*TEXT*
Wayne I will do a drawing so that you can get the idea of where I think I'm going. I hope I can get my scanner to work that way I can post it. You do very nice work but the floor plan to elevation is quite different and I hope I can show you what I intend to build.


----------



## Pip Logan (Oct 6, 2009)

That looks good Wayne.


----------



## GEMcC5150 (Oct 24, 2010)

2nd Loft rev 2-3 end.jpg2nd Loft rev 2-3 Front.jpgOk Wayne here we go I hope this will give you an idea of what i have in mind.
The scale is not true as it is not a cad program


----------



## Wayne Johnson (Oct 1, 2010)

I dont understand the front door and storage area. Do you have access the the right side toward the rear? Why not put an access hall and storage area. then each section will have it's own full flight.


----------



## GEMcC5150 (Oct 24, 2010)

Wayne Johnson said:


> I dont understand the front door and storage area. Do you have access the the right side toward the rear? Why not put an access hall and storage area. then each section will have it's own full flight.


Look at the floor plan on page 5. You will see that there in an entry with some storage. That entry lead into the breeding pin from there you would enter the other two sections one right the other left. There in no hall way just an entry or some might call it a mud room. The Vaiary from the breeding pin and Ob pin are off set to allow a little more room for the breeders.

*DATASET ROWS*
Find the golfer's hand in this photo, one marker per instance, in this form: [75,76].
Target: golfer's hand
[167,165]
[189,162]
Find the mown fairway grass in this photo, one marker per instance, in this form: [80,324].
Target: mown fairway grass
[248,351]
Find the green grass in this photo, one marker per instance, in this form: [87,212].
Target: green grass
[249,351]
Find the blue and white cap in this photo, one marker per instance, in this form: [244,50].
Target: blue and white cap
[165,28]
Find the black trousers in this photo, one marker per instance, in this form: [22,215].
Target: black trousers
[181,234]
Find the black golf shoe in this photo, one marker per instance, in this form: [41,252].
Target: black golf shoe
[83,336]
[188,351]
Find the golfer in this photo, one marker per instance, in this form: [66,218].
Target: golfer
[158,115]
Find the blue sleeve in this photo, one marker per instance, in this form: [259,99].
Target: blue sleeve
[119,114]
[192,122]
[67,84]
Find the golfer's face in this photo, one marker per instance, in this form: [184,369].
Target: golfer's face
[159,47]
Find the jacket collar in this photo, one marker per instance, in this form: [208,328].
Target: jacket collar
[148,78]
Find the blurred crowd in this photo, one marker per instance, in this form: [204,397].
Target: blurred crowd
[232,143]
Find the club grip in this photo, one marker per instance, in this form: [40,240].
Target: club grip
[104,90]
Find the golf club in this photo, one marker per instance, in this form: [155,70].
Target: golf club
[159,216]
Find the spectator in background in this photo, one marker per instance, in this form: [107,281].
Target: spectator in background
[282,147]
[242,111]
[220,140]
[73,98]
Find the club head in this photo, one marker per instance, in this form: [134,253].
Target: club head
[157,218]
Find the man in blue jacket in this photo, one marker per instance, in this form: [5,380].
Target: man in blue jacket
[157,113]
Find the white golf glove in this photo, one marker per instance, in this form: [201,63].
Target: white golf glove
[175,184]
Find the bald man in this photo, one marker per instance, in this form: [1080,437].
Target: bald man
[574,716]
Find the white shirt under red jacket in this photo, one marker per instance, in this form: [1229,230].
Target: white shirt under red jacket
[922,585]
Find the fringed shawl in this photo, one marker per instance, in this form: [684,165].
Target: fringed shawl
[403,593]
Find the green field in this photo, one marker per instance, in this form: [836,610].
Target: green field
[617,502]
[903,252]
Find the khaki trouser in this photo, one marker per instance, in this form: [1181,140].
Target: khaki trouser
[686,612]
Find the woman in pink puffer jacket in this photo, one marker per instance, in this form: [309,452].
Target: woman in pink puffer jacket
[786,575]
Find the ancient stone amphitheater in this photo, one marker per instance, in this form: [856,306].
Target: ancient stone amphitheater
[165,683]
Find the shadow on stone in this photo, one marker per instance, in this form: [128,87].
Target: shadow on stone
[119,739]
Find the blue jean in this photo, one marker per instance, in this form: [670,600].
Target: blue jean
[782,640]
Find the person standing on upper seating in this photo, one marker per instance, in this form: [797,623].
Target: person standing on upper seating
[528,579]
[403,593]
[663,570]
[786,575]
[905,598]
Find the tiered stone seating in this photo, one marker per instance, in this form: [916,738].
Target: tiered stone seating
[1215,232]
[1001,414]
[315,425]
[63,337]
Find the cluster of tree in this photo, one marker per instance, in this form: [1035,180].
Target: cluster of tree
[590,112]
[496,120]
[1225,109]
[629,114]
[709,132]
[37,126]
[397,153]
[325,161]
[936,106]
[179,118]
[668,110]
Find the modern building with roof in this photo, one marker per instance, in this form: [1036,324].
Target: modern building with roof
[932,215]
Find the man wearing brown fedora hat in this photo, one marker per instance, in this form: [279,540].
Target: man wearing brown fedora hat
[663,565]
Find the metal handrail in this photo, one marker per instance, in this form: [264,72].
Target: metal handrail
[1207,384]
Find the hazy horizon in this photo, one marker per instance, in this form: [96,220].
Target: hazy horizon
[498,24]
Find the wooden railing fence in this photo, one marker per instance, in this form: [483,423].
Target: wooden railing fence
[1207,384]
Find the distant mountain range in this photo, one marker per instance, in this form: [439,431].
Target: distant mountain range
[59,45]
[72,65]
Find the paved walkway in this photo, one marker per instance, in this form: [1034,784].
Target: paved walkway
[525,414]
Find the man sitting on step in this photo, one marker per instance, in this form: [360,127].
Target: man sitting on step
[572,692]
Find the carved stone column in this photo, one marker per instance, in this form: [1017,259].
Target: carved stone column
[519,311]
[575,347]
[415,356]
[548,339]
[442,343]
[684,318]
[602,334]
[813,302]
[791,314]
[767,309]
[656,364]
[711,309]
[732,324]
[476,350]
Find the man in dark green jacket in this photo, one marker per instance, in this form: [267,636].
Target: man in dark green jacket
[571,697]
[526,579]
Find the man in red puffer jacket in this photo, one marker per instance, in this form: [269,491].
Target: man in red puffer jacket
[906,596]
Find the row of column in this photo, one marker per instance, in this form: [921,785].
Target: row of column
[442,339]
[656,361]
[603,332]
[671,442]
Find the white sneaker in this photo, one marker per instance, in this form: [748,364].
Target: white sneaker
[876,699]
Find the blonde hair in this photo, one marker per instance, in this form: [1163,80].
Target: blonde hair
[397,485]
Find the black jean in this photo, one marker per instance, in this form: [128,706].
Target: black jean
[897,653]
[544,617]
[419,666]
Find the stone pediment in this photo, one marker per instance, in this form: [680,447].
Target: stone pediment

*WRITTEN EXERCISE 1*
Print the loft-design thread from "That looks good" up to and including "have in mind.".
*WRITTEN EXERCISE 2*
Summarize the loft-design thread in two sentences.
*WRITTEN EXERCISE 3*
Write the next part of the loft-design thread, picking up after its final sentence.
The listing comes from a separate source.

*EXERCISE RESPONSE 1*
That looks good Wayne.


----------



## GEMcC5150 (Oct 24, 2010)

2nd Loft rev 2-3 end.jpg2nd Loft rev 2-3 Front.jpgOk Wayne here we go I hope this will give you an idea of what i have in mind.

*EXERCISE RESPONSE 2*
One participant tells Wayne that a drawing will follow to show the intended building, whose floor plan and elevation differ from Wayne's work, and GEMcC5150 later posts end and front drawings, noting that the scale is not true because they were not made in a CAD program. Wayne Johnson questions the front door and storage area and proposes an access hall so each section gets its own full flight, and GEMcC5150 answers that there is no hallway, only an entry with some storage that leads into the breeding pin, from which the other two sections are entered.

*EXERCISE RESPONSE 3*
----------



## GEMcC5150 (Oct 24, 2010)

Wayne-- I just reread your question and the access to the rear would be very limited. The reason is it backs up to some equipment that is located there. It I had more room to the right the loft would have just been bigger. This loft is fitting in a corner between a drive gate on the left front and equipment on the right rear. I have been through the thought of entry on the right behind the aviary with wall and doors between sections. But i kind of like haveing a 2nd door before i enter any of the sections. It just a safety thing. It will also act as a 2nd locking system so that I don't have anyone let birds out unknowingly. Remember this is a mission project in Mexico and we have a lot of people here all the time.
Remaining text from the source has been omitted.